#### Text extract
The goal of this project will be to eliminate security spend by providing pre-audited contract templates for Arbitrum Stylus. Stylus has the potential to be a step-change in developer experience across all EVM chains. It allows developers to write smart contracts in programming languages that compile down to WASM, such as Rust, C, C++, and many others. Given its novelty, however, there are few resources or projects that demonstrate its robustness.

Zellic can build secure templatized primitives for Stylus–e.g., an ERC20 implementation–that can be leveraged to develop higher-order dApps like AMMs, perps DEXs, lending protocols, and more. These templates would be pre-audited by our security researchers. Our goal is to increase the baseline level of ecosystem security, even for permissionless deployments of long-tail assets and protocols.

3. Security tooling adapters for Arbitrum Stylus contracts (Dedaub)

In addition to pre-audited Arbitrum Stylus contracts, our teams propose building a simple framework to transpile Arbitrum Stylus contracts to a representation that can be analyzed by existing, mature, code security tools. This is a low-level engineering task but a significant enabler, with broad benefits to the entire Arbitrum Stylus development community. The work will permit a host of existing smart contract analysis technologies (such as tools like Slither and Gigahorse, and even mature Web2 code security tools) to apply to Arbitrum Stylus. Effectively, the technical work will build a translation bridge from WASM (the underlying intermediate language for Arbitrum Stylus) to intermediate languages that underlie EVM security tools (Yul and the TAC language of Dedaub tooling). This means that EVM security tools will not need to be engineered from scratch but merely adapted at the integration level, because the internal representation will be fully compatible.

The development of security tooling adapters for Arbitrum Stylus contracts significantly enhances platform security and lowers the barrier to entry for developers, making it a more accessible and attractive option. By ensuring compatibility with mature development tools, this initiative can attract existing projects using other technologies to migrate to Arbitrum, leveraging their established codebases and communities.

4. Arbitrum CTF competitions (Zellic)

Capture The Flag competitions are the epicenter of security research. They consist of a set of computer security puzzles involving reverse-engineering, memory corruption, cryptography, web technologies, and more. CTFs and similar code competitions are a verified go-to-market strategy to attract high-quality developers to a new ecosystem. Curta competitions, for instance, have discovered some of the best protocol engineers via their programming competition platform on EVM. We have designed several Curta challenges. Some other recent Web3 efforts of ours include MoveCTF, Ingonyama ZK CTF, and Paradigm CTF.

We’ve led the #1 ranked CTF team worldwide in 2020, 2021, and 2023, and have won some of the most prestigious competitions including GoogleCTF, Real World CTF, PlaidCTF, and DEF CON Quals. With the rapid growth of rollups and sovereign blockchains, Arbitrum-specific CTFs—which are operationally complex with high technical barriers to organize—will be a strategic way to identify and attract top developer talent to the ecosystem.

5. Guidelines and frameworks for AIPs (Zellic & Dedaub)

AIPs are often well-intentioned but poorly drafted because there are no standard guidelines. Alongside other ARDC members, we will develop a set of standards and best practices for AIPs so that proposers and evaluators have the necessary information to make an informed decision. Specifically, a lot of proposals fail to account for overall ecosystem impact that even minor changes can have.
########
#### Stored data
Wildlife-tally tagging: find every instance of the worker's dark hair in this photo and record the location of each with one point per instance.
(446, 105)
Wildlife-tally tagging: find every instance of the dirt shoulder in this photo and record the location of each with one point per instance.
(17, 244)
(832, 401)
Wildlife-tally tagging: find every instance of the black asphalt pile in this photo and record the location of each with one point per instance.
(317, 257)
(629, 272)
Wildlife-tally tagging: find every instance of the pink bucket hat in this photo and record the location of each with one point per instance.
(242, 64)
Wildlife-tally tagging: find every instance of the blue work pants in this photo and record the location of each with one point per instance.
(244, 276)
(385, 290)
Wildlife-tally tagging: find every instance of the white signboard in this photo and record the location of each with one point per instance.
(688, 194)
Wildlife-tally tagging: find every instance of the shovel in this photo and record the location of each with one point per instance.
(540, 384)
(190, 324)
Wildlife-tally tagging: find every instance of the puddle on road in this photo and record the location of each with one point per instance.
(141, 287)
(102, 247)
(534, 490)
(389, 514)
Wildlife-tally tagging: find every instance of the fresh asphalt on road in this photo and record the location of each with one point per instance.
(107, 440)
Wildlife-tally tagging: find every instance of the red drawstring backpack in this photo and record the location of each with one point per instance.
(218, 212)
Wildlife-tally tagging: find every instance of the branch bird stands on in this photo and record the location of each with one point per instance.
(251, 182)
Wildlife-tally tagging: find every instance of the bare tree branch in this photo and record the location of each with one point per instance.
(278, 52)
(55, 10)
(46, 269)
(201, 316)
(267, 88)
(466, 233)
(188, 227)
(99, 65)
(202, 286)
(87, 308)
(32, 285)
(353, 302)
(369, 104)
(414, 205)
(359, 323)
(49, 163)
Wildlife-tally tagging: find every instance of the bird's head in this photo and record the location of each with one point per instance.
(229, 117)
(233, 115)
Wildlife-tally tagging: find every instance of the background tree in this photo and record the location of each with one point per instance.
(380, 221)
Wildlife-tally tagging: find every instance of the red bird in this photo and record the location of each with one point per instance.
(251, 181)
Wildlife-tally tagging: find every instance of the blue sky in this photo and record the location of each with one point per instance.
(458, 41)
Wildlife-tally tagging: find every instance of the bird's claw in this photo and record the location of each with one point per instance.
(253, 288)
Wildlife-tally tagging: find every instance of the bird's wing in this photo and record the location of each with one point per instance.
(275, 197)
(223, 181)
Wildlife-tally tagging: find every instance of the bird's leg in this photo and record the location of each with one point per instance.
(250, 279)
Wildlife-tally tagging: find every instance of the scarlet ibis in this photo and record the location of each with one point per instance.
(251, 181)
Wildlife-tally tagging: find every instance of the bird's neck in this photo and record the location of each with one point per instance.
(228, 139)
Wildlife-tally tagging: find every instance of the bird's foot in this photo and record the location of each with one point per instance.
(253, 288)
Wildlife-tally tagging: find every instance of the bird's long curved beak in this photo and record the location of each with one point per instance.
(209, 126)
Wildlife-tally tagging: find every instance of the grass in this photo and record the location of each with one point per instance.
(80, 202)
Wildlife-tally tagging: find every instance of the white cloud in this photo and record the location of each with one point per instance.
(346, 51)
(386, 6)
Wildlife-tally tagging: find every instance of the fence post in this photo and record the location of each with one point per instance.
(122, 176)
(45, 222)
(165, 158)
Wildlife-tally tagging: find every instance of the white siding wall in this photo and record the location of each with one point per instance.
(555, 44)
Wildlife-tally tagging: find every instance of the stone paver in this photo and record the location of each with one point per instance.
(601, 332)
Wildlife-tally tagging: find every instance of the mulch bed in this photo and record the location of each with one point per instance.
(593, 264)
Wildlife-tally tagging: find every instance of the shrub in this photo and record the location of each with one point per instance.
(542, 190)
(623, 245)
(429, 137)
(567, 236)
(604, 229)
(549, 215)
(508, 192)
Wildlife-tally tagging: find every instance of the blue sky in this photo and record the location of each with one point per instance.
########
▸ Problem to work on
Does each statement agree with the text on Arbitrum Stylus security? Answer yes or no for each, and quote the deciding words of the text. (a) Stylus lets developers write contracts in Rust, C, and C++. (b) The proposed adapters would mean EVM security tools have to be built again from scratch. (c) The team led the top-ranked CTF team worldwide in 2022. You won't need the material for anything here.

▸ Expected output
(a) Yes: "such as Rust, C, C++, and many others."
(b) No: "EVM security tools will not need to be engineered from scratch but merely adapted at the integration level."
(c) No: "We’ve led the #1 ranked CTF team worldwide in 2020, 2021, and 2023."